= Beginning of Section =

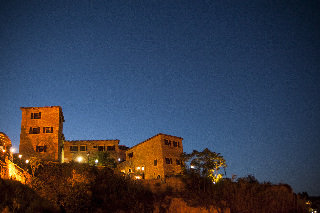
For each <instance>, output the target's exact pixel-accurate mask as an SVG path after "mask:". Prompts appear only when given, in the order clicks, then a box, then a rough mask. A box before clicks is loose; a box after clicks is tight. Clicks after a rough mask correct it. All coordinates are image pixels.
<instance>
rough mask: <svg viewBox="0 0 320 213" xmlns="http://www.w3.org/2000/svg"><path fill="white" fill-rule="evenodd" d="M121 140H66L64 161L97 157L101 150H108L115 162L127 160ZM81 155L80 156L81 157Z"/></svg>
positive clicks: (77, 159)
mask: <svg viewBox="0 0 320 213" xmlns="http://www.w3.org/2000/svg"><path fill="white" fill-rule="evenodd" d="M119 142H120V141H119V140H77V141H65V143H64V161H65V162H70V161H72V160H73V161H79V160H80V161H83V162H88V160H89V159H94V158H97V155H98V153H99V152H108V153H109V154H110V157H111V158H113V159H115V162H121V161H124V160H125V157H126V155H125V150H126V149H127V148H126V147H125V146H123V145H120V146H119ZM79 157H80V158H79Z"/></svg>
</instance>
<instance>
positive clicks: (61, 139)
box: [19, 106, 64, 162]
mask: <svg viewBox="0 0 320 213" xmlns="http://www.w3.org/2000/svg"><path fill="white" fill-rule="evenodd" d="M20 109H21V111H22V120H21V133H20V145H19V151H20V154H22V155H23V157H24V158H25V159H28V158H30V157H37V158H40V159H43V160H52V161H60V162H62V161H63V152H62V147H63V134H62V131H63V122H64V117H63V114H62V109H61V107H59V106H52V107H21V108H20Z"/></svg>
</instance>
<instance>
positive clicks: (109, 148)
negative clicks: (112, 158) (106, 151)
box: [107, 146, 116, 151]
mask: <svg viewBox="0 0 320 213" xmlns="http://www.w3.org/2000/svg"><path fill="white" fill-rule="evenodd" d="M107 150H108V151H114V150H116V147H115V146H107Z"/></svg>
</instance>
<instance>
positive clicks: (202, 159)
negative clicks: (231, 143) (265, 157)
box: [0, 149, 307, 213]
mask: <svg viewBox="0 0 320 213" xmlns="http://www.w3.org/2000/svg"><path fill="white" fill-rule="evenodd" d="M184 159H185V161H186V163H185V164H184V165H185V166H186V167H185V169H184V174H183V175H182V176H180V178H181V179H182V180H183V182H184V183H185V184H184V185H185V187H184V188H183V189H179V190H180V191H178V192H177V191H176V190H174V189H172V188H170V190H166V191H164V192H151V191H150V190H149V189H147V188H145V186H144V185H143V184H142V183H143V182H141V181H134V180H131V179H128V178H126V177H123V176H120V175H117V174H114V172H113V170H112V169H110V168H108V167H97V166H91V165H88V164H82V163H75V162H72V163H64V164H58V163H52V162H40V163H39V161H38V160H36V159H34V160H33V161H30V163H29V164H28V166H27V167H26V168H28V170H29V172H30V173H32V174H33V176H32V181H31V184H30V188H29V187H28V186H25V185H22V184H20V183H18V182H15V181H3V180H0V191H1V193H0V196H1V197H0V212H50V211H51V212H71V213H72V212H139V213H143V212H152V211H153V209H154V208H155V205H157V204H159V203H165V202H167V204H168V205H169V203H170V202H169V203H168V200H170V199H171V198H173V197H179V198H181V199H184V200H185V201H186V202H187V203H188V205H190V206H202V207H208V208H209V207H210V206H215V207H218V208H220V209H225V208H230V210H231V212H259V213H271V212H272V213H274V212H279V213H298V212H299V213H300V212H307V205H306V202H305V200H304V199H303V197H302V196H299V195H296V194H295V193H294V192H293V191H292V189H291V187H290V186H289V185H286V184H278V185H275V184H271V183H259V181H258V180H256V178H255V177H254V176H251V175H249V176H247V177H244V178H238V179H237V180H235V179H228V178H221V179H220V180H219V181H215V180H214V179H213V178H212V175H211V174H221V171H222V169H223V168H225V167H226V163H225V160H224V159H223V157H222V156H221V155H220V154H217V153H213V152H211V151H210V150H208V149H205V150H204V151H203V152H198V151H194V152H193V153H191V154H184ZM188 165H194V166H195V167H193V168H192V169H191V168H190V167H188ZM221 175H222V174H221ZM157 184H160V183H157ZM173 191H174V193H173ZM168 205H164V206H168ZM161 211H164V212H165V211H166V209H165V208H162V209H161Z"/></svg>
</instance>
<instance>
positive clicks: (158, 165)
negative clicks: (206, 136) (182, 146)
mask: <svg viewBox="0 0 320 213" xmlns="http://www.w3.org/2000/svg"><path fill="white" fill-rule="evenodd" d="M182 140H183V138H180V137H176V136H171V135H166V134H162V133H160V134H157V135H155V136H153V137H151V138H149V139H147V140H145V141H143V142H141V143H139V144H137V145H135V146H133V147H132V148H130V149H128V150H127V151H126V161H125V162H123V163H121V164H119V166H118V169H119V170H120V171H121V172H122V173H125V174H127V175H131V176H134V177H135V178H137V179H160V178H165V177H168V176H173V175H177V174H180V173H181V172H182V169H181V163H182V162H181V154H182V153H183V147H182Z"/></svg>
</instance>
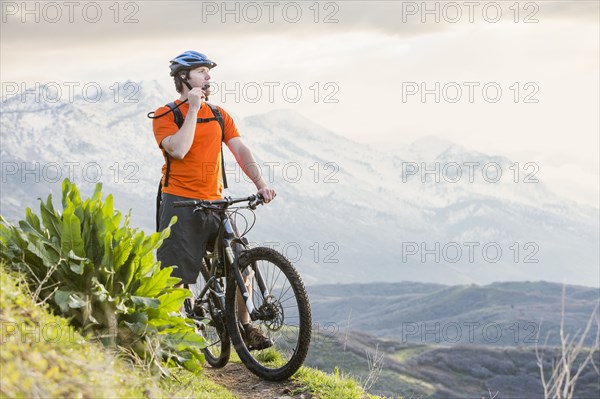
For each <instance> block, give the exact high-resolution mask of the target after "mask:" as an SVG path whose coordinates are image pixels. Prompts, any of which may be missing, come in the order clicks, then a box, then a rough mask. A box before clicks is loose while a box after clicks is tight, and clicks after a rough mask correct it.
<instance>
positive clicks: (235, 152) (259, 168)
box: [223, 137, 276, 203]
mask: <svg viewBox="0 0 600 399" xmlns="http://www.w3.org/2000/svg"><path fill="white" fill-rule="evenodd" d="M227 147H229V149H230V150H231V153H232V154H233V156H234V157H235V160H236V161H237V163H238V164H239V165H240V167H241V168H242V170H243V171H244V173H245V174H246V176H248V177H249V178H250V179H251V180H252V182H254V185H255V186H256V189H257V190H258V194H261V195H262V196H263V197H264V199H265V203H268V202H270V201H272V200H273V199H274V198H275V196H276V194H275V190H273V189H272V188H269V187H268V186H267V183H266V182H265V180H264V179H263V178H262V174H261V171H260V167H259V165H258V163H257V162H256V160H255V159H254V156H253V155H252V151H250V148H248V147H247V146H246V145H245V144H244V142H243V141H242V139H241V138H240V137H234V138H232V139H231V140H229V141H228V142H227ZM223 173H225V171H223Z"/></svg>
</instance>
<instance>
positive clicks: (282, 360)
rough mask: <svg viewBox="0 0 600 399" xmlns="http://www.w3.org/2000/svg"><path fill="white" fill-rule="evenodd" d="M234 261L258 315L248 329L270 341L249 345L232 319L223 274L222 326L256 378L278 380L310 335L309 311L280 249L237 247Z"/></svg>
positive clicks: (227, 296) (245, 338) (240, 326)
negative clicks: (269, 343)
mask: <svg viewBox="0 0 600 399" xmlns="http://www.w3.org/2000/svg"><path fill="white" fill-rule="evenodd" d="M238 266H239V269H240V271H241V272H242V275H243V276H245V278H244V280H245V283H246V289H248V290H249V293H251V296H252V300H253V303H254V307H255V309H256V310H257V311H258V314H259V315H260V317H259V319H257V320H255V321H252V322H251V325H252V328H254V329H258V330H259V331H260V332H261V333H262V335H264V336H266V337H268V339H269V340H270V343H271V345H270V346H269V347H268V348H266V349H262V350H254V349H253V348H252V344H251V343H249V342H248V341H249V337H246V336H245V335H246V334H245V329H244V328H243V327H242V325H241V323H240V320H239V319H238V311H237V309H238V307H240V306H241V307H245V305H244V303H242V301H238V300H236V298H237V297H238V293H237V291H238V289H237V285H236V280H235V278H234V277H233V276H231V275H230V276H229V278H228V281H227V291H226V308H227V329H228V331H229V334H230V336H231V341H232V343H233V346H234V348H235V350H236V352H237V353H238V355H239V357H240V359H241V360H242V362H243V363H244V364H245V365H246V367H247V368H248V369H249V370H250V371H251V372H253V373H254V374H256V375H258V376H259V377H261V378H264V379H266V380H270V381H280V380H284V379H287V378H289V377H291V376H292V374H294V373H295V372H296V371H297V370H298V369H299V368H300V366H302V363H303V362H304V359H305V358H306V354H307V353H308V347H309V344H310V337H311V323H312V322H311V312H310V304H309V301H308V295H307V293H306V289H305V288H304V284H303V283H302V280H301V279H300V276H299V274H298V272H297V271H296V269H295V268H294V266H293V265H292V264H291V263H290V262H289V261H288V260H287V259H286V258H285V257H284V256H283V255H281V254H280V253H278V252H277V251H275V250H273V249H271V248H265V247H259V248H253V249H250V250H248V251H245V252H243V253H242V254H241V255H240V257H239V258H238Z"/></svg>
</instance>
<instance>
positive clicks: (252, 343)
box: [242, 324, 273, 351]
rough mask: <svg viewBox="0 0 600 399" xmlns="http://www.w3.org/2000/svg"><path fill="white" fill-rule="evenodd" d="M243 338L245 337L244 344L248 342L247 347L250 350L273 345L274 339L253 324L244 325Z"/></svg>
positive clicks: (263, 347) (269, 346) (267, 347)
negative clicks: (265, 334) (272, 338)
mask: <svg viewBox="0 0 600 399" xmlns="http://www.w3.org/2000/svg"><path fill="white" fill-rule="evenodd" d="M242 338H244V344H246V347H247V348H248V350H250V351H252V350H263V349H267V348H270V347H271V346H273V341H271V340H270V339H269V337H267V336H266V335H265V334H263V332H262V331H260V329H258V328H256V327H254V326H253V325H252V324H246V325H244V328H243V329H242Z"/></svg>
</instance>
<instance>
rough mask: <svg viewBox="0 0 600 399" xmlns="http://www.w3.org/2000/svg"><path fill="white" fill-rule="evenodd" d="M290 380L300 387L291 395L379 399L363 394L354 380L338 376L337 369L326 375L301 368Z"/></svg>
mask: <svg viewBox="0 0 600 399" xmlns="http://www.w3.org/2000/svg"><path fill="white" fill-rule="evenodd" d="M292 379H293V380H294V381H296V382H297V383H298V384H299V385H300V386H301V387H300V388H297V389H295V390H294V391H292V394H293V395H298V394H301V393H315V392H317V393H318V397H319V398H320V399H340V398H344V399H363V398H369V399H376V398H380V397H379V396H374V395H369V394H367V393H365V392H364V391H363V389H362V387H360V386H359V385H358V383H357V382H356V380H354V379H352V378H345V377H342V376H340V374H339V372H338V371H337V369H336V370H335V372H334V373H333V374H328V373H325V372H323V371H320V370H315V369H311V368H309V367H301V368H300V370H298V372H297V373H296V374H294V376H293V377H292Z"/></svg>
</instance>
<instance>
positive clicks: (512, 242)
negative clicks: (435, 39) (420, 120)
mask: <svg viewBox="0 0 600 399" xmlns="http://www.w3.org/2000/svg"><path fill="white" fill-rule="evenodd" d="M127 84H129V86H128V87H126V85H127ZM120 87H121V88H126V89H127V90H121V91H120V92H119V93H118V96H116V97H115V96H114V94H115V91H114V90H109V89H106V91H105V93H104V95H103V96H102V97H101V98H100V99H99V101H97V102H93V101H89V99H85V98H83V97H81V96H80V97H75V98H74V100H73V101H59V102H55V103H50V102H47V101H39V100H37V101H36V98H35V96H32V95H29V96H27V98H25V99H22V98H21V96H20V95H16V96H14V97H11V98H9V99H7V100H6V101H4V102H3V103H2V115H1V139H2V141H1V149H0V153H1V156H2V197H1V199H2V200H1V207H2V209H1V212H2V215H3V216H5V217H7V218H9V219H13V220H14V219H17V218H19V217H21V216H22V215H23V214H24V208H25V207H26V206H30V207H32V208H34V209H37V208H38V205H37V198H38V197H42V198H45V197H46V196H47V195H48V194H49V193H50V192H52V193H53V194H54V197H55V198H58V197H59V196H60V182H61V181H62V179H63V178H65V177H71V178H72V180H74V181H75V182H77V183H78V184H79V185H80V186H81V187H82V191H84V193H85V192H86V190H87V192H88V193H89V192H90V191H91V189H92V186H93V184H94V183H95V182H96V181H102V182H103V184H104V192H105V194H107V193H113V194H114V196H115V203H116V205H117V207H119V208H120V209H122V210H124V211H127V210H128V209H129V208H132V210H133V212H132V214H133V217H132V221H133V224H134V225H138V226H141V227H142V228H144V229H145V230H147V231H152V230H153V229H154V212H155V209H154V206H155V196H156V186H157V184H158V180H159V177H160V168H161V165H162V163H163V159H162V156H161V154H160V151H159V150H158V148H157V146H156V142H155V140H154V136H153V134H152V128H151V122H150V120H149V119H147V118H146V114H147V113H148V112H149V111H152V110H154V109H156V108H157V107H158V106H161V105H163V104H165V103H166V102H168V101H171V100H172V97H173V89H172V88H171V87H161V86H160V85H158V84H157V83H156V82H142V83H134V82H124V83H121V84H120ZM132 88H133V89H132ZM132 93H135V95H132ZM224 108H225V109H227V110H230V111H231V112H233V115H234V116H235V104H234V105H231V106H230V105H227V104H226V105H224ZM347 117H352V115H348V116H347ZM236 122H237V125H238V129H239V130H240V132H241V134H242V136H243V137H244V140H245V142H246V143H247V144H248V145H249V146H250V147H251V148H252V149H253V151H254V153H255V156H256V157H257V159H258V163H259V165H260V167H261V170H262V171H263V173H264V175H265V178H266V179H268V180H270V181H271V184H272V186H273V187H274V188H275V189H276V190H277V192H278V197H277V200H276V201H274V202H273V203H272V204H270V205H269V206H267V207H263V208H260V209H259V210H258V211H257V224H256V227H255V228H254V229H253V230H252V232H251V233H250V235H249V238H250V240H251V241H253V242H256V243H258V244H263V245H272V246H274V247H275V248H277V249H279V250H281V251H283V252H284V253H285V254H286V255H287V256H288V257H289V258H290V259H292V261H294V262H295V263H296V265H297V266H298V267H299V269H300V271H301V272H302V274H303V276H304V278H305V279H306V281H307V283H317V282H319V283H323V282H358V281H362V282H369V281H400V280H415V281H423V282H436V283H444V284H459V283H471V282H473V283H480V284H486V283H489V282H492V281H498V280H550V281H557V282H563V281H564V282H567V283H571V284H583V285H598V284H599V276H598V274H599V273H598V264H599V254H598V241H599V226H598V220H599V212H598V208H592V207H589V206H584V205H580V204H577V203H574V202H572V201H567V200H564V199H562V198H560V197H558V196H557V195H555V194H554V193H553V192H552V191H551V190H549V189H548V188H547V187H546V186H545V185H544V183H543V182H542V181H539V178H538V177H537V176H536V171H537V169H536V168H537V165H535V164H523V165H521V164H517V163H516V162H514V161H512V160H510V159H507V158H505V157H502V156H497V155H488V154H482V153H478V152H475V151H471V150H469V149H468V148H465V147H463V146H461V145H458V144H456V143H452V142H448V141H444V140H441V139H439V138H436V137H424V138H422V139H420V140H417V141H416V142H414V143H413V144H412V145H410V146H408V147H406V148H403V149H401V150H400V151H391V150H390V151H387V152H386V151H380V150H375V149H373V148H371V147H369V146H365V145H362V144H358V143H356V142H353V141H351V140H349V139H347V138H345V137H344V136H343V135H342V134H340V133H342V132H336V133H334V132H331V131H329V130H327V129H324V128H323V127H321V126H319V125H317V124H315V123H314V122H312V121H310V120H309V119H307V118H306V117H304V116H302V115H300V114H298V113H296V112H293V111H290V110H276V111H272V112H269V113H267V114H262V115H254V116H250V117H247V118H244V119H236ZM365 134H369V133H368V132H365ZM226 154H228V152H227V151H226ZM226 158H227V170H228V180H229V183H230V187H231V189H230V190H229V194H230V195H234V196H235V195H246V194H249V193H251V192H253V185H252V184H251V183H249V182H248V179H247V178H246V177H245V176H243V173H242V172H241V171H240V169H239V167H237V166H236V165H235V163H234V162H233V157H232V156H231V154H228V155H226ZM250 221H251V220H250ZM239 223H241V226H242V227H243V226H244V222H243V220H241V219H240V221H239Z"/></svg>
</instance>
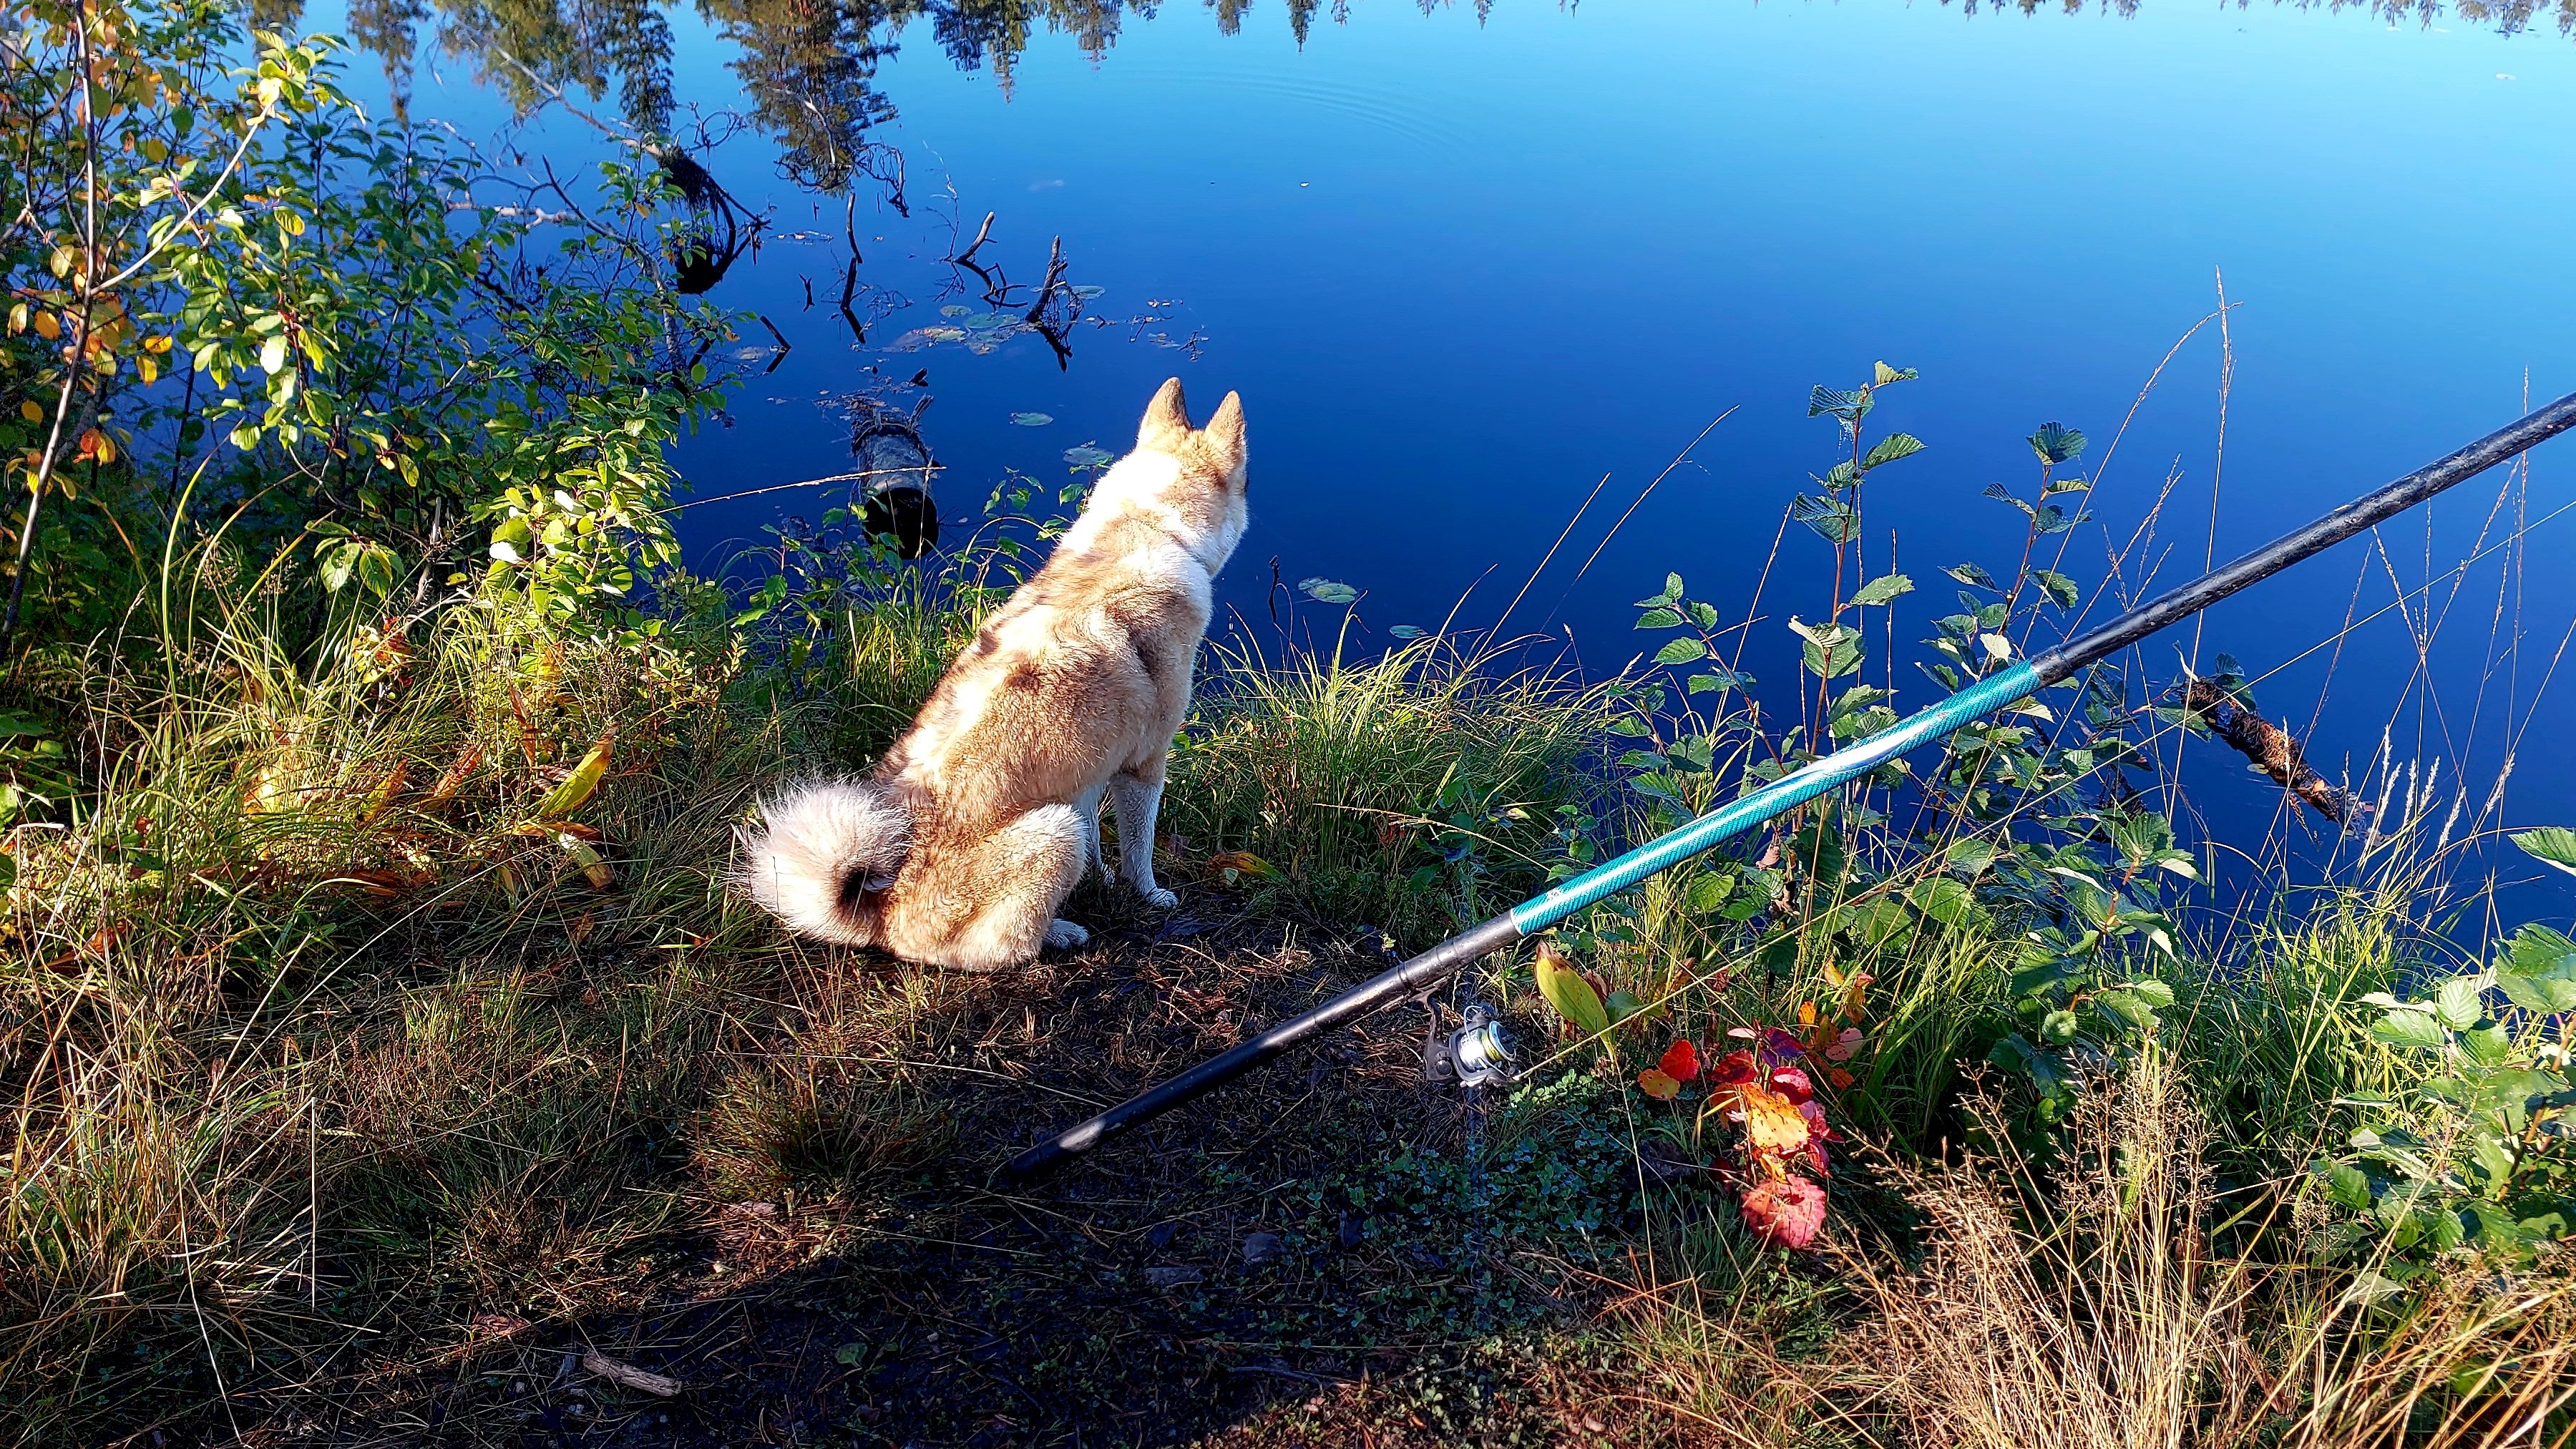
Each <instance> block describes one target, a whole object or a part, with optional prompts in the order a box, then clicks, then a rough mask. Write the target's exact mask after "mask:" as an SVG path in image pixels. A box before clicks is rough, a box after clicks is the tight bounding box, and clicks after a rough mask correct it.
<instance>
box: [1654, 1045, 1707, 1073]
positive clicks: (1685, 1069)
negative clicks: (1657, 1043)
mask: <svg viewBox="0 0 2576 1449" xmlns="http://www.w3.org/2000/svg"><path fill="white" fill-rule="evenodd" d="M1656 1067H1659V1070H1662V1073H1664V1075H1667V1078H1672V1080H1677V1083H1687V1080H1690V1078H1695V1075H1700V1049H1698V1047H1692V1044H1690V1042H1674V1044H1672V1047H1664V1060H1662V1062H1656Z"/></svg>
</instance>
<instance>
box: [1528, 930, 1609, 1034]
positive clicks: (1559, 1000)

= End of Section =

**What is expected**
Copy the material verbatim from its beginning through the line containing "positive clicks: (77, 159)", inclusive, and leave the picture out of your answer.

**Response to this exercise**
For each <instance>, output the target's exact pixel-accurate mask as an SVG path after "mask:". Prompts appear only when given, in the order clicks, then a box, then a rough mask. A box before clicks is loose; a box after clicks is tight. Clicks after a rough mask correct it. All coordinates are image pixels.
<instance>
rough mask: <svg viewBox="0 0 320 213" xmlns="http://www.w3.org/2000/svg"><path fill="white" fill-rule="evenodd" d="M121 140H66L64 161L97 157L101 150H108L115 162L127 160ZM81 155L80 156L81 157Z"/></svg>
positive clicks: (77, 159)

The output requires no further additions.